#### 文献原文

摘要:苏共在革命和建设初期对于法治在巩固政权、推动建设上的认识是清醒的,曾在实践中积极将社会主义法治观作为一项重要内容纳入其执政思想与执政方式。不过,伴随着个人崇拜与高度集权的兴起,民主法治在苏共党内和国家实际事务中日益衰微直至被废弃,苏共向人民许诺的平等、民主和自由等政治价值仅仅停留在文本与口号层面,党既没有针对高度集权的经济发展模式进行有效的改革,也未能处理好党同宪法法律的关系,文本思想同实践事实的一再背离使苏共丧失了人民的信任,最终走向亡党亡国。所有这些,给人们留下了深刻教训和启示。

关键词:苏联共产党;法治观;法治建设;文本与实践;历史教训

中图分类号:D3512

文献标志码:A

文章编号:1002-7408(2015)11-0037-04

自1918年3月俄国社会民主工党多数派布尔什维克正式改名为俄国共产党,到1991年8月苏共中央书记处声明苏共中央自动解散,苏联共产党连续执政苏联70余年后垮掉。在这个当时世界上最大的无产阶级政党执政的历史中,是否形成了法治的执政方式与相应的法治观,这些法治观在多大程度上对苏共的实践活动发挥了作用,是分析和认识苏联从兴盛到解体的一个重要路径。应该看到,苏共在革命和建设初期对于法治在巩固政权、推动建设上尚能保持清醒的认识,从1918年第一部苏维埃宪法①的制定,到关于社会主义法的概念、功能等理论原则的大量阐述,苏联共产党曾积极将社会主义法治观作为一项重要内容纳入其执政思想与执政方式。即便后来施行的战时共产主义政策法令过度强调了法的阶级性,偏离了良法的一般原则,但苏共本身的廉洁守纪并没有造成其执政地位的丧失。那么,是什么导致苏共由盛转衰,最终被人民抛弃?笔者认为,苏共法治观在文本与实践层面的分离与蜕变最值得我们深思。

一、苏联共产党法治观的文本考察与评析[HT5",8.5XH]

通过比较和分析苏联共产党在不同时期的党章、党代会报告决议等文献以及其领导制定的宪法法律等文本,可以看出苏维埃政权建立初期苏共中央及其领导人对法治问题的重视。列宁1919年2月在《俄共(布)纲领草案》中指出共产党应处理好自身同宪法法律的关系,号召民选法官实现无产阶级意志并依法履职,在相应法令不完备时,“遵循社会主义法律意识。”[1]743在苏联共产党执政后公布的诸多法令与文献中,关于社会主义法治的思想理论、价值原则大量反映其中。

#### 记录信息
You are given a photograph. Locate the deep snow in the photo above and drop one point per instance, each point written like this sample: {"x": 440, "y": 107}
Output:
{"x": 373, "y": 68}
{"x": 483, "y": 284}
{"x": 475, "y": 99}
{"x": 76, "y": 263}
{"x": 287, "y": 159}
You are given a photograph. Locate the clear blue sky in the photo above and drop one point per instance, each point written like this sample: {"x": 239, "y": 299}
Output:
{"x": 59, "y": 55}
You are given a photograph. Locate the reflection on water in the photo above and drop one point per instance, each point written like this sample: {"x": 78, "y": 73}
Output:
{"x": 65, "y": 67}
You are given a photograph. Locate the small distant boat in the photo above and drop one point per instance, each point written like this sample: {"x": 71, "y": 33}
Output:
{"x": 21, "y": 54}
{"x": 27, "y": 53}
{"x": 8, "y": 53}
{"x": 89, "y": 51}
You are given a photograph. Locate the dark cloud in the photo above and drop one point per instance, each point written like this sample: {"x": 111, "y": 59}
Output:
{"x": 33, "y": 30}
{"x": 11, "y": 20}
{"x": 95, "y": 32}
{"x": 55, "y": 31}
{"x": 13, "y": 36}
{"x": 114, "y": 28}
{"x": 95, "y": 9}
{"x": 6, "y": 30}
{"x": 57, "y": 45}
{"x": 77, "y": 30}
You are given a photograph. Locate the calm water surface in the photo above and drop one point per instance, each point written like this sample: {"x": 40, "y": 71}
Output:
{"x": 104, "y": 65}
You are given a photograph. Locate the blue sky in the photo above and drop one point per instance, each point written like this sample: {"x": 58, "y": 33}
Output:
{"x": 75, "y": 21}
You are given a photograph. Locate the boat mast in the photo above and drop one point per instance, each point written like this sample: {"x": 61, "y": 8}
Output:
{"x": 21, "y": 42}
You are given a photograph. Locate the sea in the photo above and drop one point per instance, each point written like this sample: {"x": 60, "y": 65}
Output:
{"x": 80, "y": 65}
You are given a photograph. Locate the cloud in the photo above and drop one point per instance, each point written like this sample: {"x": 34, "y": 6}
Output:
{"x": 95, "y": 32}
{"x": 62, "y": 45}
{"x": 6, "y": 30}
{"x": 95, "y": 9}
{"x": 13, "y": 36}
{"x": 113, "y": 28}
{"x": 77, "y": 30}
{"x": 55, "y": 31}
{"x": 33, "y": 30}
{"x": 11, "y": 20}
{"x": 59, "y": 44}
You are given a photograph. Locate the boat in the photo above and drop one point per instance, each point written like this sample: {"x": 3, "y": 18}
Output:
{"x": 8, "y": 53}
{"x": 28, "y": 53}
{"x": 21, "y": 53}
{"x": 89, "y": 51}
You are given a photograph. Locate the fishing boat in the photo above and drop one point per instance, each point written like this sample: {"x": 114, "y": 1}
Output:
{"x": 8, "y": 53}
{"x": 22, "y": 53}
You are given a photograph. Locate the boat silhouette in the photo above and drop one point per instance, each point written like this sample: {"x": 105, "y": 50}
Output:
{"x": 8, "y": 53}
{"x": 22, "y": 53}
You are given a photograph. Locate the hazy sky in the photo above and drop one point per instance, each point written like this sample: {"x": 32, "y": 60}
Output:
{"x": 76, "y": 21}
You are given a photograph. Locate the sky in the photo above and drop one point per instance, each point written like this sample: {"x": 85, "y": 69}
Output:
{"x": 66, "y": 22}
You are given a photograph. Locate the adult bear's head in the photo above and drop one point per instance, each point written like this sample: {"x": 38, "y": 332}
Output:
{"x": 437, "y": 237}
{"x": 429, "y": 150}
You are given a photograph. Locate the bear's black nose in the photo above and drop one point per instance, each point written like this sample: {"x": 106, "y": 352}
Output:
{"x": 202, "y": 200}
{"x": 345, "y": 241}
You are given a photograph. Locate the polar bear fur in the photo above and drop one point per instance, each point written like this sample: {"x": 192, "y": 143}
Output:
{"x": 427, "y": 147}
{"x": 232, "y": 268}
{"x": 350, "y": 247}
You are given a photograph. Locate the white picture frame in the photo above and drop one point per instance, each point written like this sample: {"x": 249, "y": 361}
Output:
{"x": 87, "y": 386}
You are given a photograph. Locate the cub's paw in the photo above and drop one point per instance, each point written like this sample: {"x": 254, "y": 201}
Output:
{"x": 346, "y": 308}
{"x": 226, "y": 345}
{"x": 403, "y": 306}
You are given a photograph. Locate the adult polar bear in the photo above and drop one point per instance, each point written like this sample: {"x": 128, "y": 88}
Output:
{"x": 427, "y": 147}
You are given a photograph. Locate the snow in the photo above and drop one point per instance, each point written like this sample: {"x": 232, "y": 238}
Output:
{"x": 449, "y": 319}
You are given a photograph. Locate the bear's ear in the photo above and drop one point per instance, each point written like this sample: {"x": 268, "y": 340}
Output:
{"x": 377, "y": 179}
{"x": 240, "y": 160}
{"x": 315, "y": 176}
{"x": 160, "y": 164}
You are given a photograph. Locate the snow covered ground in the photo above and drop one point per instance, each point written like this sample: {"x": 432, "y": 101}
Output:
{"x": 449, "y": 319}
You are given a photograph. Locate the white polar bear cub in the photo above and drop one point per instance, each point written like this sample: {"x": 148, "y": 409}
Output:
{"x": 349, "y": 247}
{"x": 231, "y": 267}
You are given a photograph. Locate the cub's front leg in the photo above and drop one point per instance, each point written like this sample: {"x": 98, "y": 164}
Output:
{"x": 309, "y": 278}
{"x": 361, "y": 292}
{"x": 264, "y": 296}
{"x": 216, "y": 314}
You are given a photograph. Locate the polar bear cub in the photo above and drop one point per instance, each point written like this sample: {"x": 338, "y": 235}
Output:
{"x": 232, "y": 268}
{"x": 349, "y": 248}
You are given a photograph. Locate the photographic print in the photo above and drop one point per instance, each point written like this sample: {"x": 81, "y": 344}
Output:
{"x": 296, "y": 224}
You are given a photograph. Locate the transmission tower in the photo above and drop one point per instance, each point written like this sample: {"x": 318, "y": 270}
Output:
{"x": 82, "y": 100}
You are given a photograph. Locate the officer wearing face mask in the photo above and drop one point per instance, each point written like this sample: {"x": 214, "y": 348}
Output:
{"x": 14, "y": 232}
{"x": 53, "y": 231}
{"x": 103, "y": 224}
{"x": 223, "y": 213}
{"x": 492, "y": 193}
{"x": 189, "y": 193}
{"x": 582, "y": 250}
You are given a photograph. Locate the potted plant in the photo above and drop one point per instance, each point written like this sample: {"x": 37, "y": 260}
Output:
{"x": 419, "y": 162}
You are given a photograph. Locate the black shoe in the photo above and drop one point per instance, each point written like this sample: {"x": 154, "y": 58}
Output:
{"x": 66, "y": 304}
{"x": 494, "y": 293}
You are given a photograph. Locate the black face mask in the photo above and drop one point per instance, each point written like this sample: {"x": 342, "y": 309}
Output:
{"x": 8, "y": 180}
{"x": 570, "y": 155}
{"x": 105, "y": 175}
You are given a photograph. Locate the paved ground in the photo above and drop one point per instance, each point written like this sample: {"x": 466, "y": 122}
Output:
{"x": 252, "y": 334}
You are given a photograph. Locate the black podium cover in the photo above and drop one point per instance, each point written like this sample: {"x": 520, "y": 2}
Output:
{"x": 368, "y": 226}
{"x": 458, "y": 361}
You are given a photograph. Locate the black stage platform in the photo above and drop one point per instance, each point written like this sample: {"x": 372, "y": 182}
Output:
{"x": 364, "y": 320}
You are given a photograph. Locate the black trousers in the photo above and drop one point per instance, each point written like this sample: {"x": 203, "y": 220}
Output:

#### 任务说明
1. 请照录关于苏共法治观的文本中从“摘要:苏共在革命和建设初期对”到“给人们留下了深刻教训和启示。”的部分。
2. 请用两句话概括关于苏共法治观的文本。
3. 请根据关于苏共法治观的文本回答下列问题，每题一行：
(a) 苏共向人民许诺的哪些政治价值仅仅停留在文本与口号层面？
(b) 俄国社会民主工党多数派布尔什维克于何时正式改名为俄国共产党？
(c) 列宁于何时在《俄共(布)纲领草案》中指出共产党应处理好自身同宪法法律的关系？

#### 参考答案
1.
摘要:苏共在革命和建设初期对于法治在巩固政权、推动建设上的认识是清醒的,曾在实践中积极将社会主义法治观作为一项重要内容纳入其执政思想与执政方式。不过,伴随着个人崇拜与高度集权的兴起,民主法治在苏共党内和国家实际事务中日益衰微直至被废弃,苏共向人民许诺的平等、民主和自由等政治价值仅仅停留在文本与口号层面,党既没有针对高度集权的经济发展模式进行有效的改革,也未能处理好党同宪法法律的关系,文本思想同实践事实的一再背离使苏共丧失了人民的信任,最终走向亡党亡国。所有这些,给人们留下了深刻教训和启示。

2. 苏共在革命和建设初期对法治在巩固政权、推动建设上的作用认识清醒，曾积极将社会主义法治观作为重要内容纳入其执政思想与执政方式。随着个人崇拜与高度集权的兴起，民主法治日益衰微直至被废弃，文本思想同实践事实的一再背离使苏共丧失了人民的信任，最终走向亡党亡国。

3.
(a) 平等、民主和自由。
(b) 1918年3月。
(c) 1919年2月。